What you return must be exactly the lines from the beginning of the material through the line containing "Mark every instance of the white interior", both included, and no pictures.
== == ==
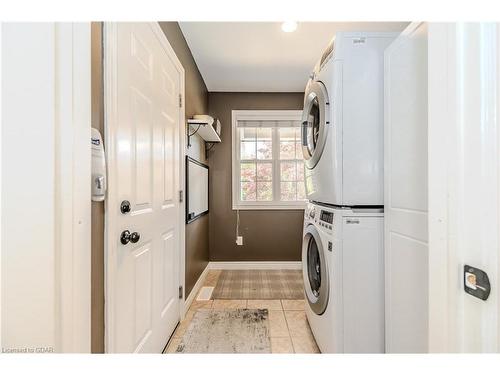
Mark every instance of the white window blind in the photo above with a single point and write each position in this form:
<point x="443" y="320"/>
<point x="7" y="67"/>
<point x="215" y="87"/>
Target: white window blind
<point x="268" y="170"/>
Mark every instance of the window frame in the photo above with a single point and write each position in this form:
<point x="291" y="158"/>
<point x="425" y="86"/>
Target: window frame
<point x="260" y="115"/>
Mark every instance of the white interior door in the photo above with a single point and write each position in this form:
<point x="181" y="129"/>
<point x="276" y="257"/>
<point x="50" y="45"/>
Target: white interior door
<point x="405" y="196"/>
<point x="144" y="116"/>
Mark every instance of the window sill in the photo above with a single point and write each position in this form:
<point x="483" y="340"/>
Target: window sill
<point x="270" y="207"/>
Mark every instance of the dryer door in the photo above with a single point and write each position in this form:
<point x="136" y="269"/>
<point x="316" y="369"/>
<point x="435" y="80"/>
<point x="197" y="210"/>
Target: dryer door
<point x="315" y="123"/>
<point x="314" y="270"/>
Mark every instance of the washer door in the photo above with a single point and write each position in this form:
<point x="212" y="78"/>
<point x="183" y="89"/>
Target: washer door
<point x="315" y="123"/>
<point x="314" y="270"/>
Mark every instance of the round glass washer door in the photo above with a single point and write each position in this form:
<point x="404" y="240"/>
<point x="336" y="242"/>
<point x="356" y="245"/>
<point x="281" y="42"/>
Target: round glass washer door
<point x="315" y="271"/>
<point x="315" y="123"/>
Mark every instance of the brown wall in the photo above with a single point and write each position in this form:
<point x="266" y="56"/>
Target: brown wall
<point x="271" y="235"/>
<point x="196" y="102"/>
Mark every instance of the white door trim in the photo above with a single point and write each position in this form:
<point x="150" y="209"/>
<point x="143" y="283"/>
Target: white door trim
<point x="73" y="277"/>
<point x="110" y="115"/>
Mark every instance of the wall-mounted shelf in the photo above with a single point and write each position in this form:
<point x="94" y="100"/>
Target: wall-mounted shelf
<point x="204" y="127"/>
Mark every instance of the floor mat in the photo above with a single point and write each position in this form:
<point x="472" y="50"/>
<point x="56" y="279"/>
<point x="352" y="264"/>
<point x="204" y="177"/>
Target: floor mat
<point x="259" y="284"/>
<point x="227" y="331"/>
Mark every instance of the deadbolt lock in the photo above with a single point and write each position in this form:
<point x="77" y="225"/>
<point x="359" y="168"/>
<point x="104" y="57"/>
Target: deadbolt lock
<point x="125" y="207"/>
<point x="127" y="237"/>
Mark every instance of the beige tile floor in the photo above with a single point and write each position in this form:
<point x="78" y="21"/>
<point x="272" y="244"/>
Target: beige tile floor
<point x="289" y="329"/>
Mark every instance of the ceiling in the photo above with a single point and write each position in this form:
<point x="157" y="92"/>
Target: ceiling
<point x="259" y="56"/>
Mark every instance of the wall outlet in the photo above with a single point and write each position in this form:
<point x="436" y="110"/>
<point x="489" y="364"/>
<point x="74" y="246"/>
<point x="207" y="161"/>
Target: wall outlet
<point x="239" y="240"/>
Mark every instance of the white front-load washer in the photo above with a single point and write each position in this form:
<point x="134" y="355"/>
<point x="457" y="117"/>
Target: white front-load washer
<point x="342" y="122"/>
<point x="343" y="271"/>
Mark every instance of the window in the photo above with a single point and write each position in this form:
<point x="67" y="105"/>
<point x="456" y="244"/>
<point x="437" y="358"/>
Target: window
<point x="268" y="170"/>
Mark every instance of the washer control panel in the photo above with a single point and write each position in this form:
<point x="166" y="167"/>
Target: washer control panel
<point x="322" y="217"/>
<point x="326" y="219"/>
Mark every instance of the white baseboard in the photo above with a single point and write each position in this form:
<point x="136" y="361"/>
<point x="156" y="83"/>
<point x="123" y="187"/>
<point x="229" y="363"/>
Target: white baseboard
<point x="255" y="265"/>
<point x="194" y="292"/>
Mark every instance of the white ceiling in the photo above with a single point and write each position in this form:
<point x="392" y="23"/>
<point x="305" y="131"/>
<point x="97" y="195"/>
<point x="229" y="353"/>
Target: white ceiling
<point x="259" y="57"/>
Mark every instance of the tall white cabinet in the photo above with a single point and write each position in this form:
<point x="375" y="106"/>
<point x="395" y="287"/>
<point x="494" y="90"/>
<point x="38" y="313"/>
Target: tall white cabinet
<point x="405" y="192"/>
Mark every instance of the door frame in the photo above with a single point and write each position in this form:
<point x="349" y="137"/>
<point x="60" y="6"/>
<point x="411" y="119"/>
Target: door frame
<point x="110" y="116"/>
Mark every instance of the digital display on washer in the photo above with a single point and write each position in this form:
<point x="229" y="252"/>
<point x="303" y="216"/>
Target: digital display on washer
<point x="326" y="216"/>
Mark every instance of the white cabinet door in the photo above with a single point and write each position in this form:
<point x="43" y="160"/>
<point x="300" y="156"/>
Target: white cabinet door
<point x="143" y="87"/>
<point x="405" y="196"/>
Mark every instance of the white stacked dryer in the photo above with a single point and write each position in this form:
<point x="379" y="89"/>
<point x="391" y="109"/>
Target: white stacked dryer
<point x="343" y="122"/>
<point x="342" y="143"/>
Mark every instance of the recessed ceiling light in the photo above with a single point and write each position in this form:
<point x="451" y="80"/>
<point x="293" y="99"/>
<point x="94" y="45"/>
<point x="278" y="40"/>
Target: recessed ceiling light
<point x="289" y="26"/>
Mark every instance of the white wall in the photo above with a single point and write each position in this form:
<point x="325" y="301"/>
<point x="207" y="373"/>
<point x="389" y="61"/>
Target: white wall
<point x="45" y="228"/>
<point x="464" y="184"/>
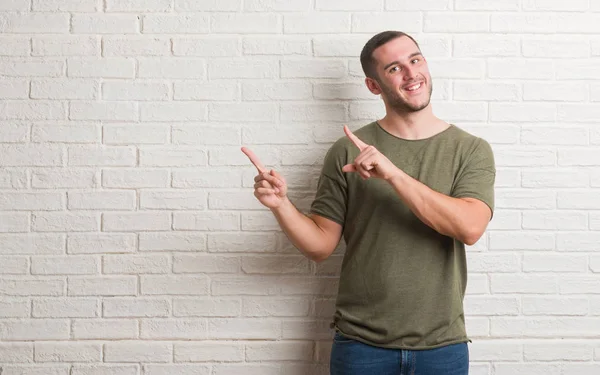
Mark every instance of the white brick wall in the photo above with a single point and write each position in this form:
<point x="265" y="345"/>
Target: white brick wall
<point x="131" y="243"/>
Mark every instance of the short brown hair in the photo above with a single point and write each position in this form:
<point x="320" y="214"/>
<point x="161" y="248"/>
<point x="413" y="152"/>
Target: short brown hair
<point x="366" y="56"/>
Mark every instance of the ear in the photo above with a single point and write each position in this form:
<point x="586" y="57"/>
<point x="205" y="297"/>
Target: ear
<point x="373" y="86"/>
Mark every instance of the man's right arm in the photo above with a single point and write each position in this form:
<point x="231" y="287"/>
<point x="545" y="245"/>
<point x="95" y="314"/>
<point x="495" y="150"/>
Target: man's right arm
<point x="315" y="236"/>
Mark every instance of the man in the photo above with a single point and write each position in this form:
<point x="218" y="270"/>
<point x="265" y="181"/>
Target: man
<point x="407" y="192"/>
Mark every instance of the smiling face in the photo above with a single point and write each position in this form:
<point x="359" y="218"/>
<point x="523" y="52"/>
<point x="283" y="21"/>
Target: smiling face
<point x="402" y="76"/>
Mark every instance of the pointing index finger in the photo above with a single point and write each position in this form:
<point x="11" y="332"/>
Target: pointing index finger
<point x="357" y="142"/>
<point x="254" y="160"/>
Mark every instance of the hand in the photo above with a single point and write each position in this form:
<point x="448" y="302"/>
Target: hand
<point x="270" y="187"/>
<point x="370" y="162"/>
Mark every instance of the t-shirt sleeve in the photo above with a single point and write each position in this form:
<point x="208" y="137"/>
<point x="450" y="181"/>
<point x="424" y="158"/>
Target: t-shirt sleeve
<point x="477" y="177"/>
<point x="331" y="196"/>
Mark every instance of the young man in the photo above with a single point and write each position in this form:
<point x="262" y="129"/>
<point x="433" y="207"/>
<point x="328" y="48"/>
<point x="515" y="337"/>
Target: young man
<point x="407" y="192"/>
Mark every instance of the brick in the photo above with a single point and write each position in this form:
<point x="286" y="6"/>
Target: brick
<point x="317" y="23"/>
<point x="101" y="156"/>
<point x="522" y="240"/>
<point x="455" y="22"/>
<point x="577" y="200"/>
<point x="177" y="369"/>
<point x="555" y="221"/>
<point x="209" y="352"/>
<point x="97" y="369"/>
<point x="14" y="308"/>
<point x="247" y="69"/>
<point x="516" y="283"/>
<point x="248" y="23"/>
<point x="243" y="285"/>
<point x="282" y="90"/>
<point x="275" y="307"/>
<point x="15" y="5"/>
<point x="163" y="157"/>
<point x="14" y="222"/>
<point x="130" y="134"/>
<point x="65" y="46"/>
<point x="174" y="329"/>
<point x="103" y="286"/>
<point x="139" y="5"/>
<point x="277" y="45"/>
<point x="241" y="243"/>
<point x="206" y="307"/>
<point x="280" y="351"/>
<point x="31" y="23"/>
<point x="549" y="305"/>
<point x="103" y="111"/>
<point x="204" y="135"/>
<point x="174" y="68"/>
<point x="173" y="200"/>
<point x="209" y="91"/>
<point x="65" y="6"/>
<point x="329" y="47"/>
<point x="135" y="308"/>
<point x="102" y="23"/>
<point x="493" y="262"/>
<point x="138" y="90"/>
<point x="548" y="262"/>
<point x="14" y="265"/>
<point x="34" y="329"/>
<point x="487" y="5"/>
<point x="67" y="352"/>
<point x="135" y="178"/>
<point x="577" y="241"/>
<point x="486" y="91"/>
<point x="195" y="23"/>
<point x="497" y="350"/>
<point x="315" y="112"/>
<point x="135" y="46"/>
<point x="140" y="221"/>
<point x="65" y="265"/>
<point x="173" y="111"/>
<point x="528" y="112"/>
<point x="246" y="329"/>
<point x="105" y="329"/>
<point x="32" y="201"/>
<point x="113" y="67"/>
<point x="172" y="241"/>
<point x="136" y="264"/>
<point x="32" y="110"/>
<point x="424" y="5"/>
<point x="249" y="112"/>
<point x="208" y="5"/>
<point x="71" y="307"/>
<point x="16" y="353"/>
<point x="32" y="244"/>
<point x="313" y="69"/>
<point x="205" y="264"/>
<point x="13" y="89"/>
<point x="457" y="68"/>
<point x="99" y="243"/>
<point x="106" y="200"/>
<point x="174" y="285"/>
<point x="35" y="370"/>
== == ==
Solution to the problem.
Mark every instance of the white window blind in the photo above with a single point and write each position in this form:
<point x="443" y="320"/>
<point x="7" y="67"/>
<point x="215" y="87"/>
Target: white window blind
<point x="268" y="170"/>
Mark every instance of the window frame in the photo above with a single point and write each position in this form:
<point x="291" y="158"/>
<point x="425" y="86"/>
Target: window frame
<point x="260" y="115"/>
Mark every instance of the white interior door in the photo above with a single point and write each position in this form:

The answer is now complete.